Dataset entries
=======

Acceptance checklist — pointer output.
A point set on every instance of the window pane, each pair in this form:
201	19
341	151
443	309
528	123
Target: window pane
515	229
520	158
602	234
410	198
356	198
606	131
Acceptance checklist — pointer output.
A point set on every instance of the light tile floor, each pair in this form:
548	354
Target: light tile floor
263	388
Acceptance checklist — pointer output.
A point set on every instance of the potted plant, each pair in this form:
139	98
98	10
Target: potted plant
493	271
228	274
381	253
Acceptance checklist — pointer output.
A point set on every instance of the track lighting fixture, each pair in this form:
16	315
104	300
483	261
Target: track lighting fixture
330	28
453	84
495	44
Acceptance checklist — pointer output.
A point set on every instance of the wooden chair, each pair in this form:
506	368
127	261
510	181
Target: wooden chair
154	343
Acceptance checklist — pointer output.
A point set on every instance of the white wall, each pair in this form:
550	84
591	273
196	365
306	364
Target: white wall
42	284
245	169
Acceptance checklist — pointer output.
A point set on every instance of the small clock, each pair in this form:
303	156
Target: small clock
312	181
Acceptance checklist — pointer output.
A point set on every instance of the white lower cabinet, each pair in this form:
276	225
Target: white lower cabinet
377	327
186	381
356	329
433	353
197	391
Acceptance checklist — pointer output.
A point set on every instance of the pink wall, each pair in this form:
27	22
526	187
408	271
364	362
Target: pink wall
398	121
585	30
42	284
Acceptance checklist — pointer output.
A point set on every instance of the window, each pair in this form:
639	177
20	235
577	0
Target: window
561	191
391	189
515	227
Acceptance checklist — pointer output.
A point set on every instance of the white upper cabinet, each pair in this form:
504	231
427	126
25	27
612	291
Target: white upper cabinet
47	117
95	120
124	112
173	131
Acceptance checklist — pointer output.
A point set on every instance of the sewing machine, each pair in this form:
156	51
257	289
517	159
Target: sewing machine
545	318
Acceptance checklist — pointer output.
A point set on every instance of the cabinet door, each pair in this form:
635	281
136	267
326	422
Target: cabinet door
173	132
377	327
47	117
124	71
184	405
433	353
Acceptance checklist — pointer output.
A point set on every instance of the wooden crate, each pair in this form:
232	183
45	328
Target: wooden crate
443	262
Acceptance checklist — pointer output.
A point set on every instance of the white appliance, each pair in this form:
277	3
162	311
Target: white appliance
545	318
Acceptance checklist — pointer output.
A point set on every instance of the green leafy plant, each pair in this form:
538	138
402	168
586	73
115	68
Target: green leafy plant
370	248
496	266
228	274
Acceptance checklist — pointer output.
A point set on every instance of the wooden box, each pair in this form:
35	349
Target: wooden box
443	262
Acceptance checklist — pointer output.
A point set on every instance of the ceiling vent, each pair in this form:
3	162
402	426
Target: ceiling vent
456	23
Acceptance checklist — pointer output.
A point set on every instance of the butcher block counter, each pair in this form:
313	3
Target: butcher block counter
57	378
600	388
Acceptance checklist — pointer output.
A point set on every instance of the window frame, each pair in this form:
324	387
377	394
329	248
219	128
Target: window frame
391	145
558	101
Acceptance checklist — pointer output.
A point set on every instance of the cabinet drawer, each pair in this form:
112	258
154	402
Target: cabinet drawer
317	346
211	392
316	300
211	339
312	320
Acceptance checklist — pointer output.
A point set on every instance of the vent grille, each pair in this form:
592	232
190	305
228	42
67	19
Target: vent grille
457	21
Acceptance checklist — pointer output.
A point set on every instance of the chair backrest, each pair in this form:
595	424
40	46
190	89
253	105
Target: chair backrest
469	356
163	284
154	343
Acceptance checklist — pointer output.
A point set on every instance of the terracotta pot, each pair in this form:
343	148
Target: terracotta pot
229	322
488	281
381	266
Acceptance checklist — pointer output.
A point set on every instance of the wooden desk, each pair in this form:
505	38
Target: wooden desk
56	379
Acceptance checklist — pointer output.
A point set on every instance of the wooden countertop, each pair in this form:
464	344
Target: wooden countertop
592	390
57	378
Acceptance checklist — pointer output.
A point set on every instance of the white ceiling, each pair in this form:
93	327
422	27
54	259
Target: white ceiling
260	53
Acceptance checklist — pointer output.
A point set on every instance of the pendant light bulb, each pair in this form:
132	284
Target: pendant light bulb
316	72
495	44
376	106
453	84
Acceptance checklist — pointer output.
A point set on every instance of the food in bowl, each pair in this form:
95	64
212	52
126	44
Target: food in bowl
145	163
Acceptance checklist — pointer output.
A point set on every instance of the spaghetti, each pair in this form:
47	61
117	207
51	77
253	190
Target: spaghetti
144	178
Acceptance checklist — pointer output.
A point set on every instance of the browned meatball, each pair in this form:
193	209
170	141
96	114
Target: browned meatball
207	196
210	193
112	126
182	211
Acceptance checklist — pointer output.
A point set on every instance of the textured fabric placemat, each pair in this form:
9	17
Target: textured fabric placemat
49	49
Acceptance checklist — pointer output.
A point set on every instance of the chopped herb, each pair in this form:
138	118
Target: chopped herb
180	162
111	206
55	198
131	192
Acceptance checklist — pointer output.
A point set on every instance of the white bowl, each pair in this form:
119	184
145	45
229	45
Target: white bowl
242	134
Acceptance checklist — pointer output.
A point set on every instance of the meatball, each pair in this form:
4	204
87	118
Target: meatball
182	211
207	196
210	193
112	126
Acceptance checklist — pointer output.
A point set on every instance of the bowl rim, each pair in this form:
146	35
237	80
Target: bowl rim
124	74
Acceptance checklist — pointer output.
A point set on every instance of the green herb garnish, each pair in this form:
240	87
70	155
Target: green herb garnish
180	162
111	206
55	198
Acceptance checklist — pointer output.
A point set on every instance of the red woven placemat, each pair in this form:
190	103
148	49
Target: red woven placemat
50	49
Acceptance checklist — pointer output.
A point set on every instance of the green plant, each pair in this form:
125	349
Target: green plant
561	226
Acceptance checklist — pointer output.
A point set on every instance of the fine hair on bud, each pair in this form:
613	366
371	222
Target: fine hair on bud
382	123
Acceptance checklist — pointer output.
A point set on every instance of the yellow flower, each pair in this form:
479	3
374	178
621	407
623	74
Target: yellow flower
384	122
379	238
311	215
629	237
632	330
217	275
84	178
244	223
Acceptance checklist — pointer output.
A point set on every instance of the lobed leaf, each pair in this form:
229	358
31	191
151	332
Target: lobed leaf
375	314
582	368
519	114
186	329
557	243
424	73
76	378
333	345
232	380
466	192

=======

- **What to produce**:
Each entry above needs to be output exactly as written.

- **Exercise answer**:
Acceptance checklist — pointer output.
A point set on every instance of the window pane, each pair in this form:
201	19
341	151
443	309
528	123
Target: window pane
515	229
520	158
602	234
410	198
356	198
606	131
Acceptance checklist — pointer output.
A point set on every instance of the light tile floor, each pair in this form:
548	354
Target: light tile floor
263	388
Acceptance checklist — pointer output.
A point set on every instance of the potted plant, each pair in this form:
139	98
98	10
Target: potted plant
493	271
228	274
381	253
Acceptance checklist — pointer output.
A point set on every instance of the track lighting fixture, each pair in this form:
16	315
104	300
483	261
Target: track lighting fixture
330	28
453	84
495	44
Acceptance checklist — pointer output.
A point set on every instance of the wooden chair, each pair in this form:
506	368
127	261
510	181
Target: wooden chair
154	343
Acceptance checklist — pointer output.
A point set on every instance of the white wall, each pair in this form:
550	84
591	273
196	365
306	364
Target: white wall
42	284
245	169
Acceptance checklist — pointer output.
A point set on every instance of the small clock, each pair in this form:
303	156
Target: small clock
312	181
Acceptance checklist — pointer output.
A point set on every instance of the white lower cabinet, each pair in this form:
276	225
Target: white lower cabinet
377	327
186	381
356	329
433	353
197	391
Acceptance checklist — pointer output.
A point set on every instance of the pink wall, each pair in this form:
27	22
526	187
408	271
364	362
Target: pink wall
398	121
585	30
42	284
Acceptance checklist — pointer output.
A point set on every instance of the window, each pair in this form:
639	177
20	235
577	0
Target: window
561	191
391	189
515	227
Acceptance checklist — pointer output.
A point set on every instance of the white upper cabinet, each pair in this form:
504	231
427	126
25	27
612	291
Target: white upper cabinet
47	117
95	120
124	112
173	131
Acceptance checklist — pointer output.
A point set on every instance of the sewing machine, each pair in this form:
156	51
257	289
517	159
Target: sewing machine
545	318
Acceptance checklist — pointer output.
A point set on every instance of the cabinet door, each pair in this form:
635	281
136	267
326	422
Target: cabinet door
173	132
377	327
47	117
124	71
184	405
433	353
Acceptance checklist — pointer output.
A point set on every instance of the wooden crate, each pair in this form:
232	183
45	328
Target: wooden crate
443	262
Acceptance checklist — pointer output.
A point set on every instance of the white appliance, each pair in this form:
277	3
162	311
Target: white appliance
545	318
Acceptance checklist — pointer output.
A point set on every instance of the green leafy plant, each pair in this form:
538	138
402	168
586	73
115	68
Target: green leafy plant
370	248
496	266
228	274
Acceptance checklist — pointer output.
A point set on every instance of the wooden box, each pair in this form:
35	349
Target: wooden box
443	262
Acceptance checklist — pointer output.
A point set on every instance of the ceiling vent, each pair in this form:
3	162
402	426
Target: ceiling vent
456	23
Acceptance checklist — pointer output.
A point set on every instance of the butcher block counter, each pair in this form:
313	3
Target: butcher block counter
57	378
600	388
Acceptance checklist — pointer output.
A point set on every instance of the window frame, each pair in this form:
324	387
377	394
329	248
219	128
Target: window frame
391	145
558	101
Acceptance checklist — pointer output.
A point set on every instance of the cabinet drawer, each pair in this form:
112	258
154	402
Target: cabinet drawer
317	346
211	392
316	300
211	339
312	320
Acceptance checklist — pointer output.
A point set on every instance of the vent grille, each pair in this form:
592	232
190	305
228	42
67	19
Target: vent grille
457	21
Acceptance checklist — pointer output.
A point set on every instance of the chair backrest, each pair in this form:
595	424
40	46
190	89
253	105
Target: chair backrest
469	356
163	284
154	343
Acceptance checklist — pointer output.
A point set on every instance of the terracotta pot, each pair in this form:
343	148
Target: terracotta pot
229	322
488	281
381	266
Acceptance checklist — pointer output.
A point set on every instance of the wooden desk, each pair in this form:
505	38
Target: wooden desk
56	379
Acceptance checklist — pointer output.
A point set on every instance of the wooden countertop, each pair in this form:
464	344
Target: wooden countertop
592	390
57	378
Acceptance checklist — pointer output.
A point set on every instance of the white ceiling, each pair in this form:
93	327
422	27
54	259
Target: white ceiling
260	53
Acceptance checklist — pointer output.
A point set on every instance of the pendant light bulb, each pair in this form:
132	284
Target: pendant light bulb
316	72
495	44
376	106
453	84
Acceptance checklist — pointer output.
A point set on every instance of the food in bowl, each pair in this form:
95	64
212	52
126	44
Target: food in bowl
145	163
Acceptance checklist — pointer output.
A point set on every instance of the spaghetti, each pair in this form:
47	61
117	207
51	77
253	190
Target: spaghetti
144	178
Acceptance checklist — pointer output.
A point set on every instance of the browned meatball, each pair in this form:
193	209
170	141
96	114
Target: browned meatball
207	196
210	193
112	126
182	211
Acceptance checklist — pointer output.
A point set on every instance of the textured fabric placemat, each pair in this form:
9	17
Target: textured fabric placemat
49	49
Acceptance checklist — pointer output.
A point set on every instance of the chopped herb, each pair in this form:
138	118
Target: chopped herb
180	162
111	206
55	198
131	192
Acceptance checklist — pointer output.
A point set on every instance of the white bowl, each pair in this form:
119	184
145	45
229	45
Target: white bowl
242	134
Acceptance checklist — pointer output.
A point set on every instance of the meatball, each pair in this form:
4	204
87	118
Target: meatball
182	211
207	196
210	193
112	126
Acceptance checklist — pointer output.
A point set on every instance of the bowl rim, each pair in this form:
146	35
237	80
Target: bowl rim
124	74
Acceptance checklist — pointer output.
A point set on every instance of the green herb garnish, each pair in this form:
240	87
70	155
Target: green herb garnish
180	162
111	206
55	198
Acceptance checklist — pointer output.
A point set on every instance of the red woven placemat, each pair in this form:
190	103
148	49
Target: red woven placemat
50	49
Acceptance checklist — pointer output.
A point set on every instance of the green plant, each pair in this form:
125	349
Target: green plant
561	226
Acceptance checklist — pointer output.
A point set on every instance of the fine hair on bud, each pair in this form:
613	366
371	222
Target: fine hair on bud
382	123
Acceptance checklist — pointer output.
A point set on every instance of the yellow flower, each pair in this form:
479	3
374	178
621	407
623	74
Target: yellow flower
384	122
379	238
311	215
629	237
632	330
217	275
84	178
244	223
Acceptance checklist — pointer output.
A point set on every instance of the lobed leaf, each pair in this form:
229	358
31	191
151	332
Target: lobed leaf
375	314
582	368
519	114
186	329
557	243
424	73
76	378
333	345
232	380
466	192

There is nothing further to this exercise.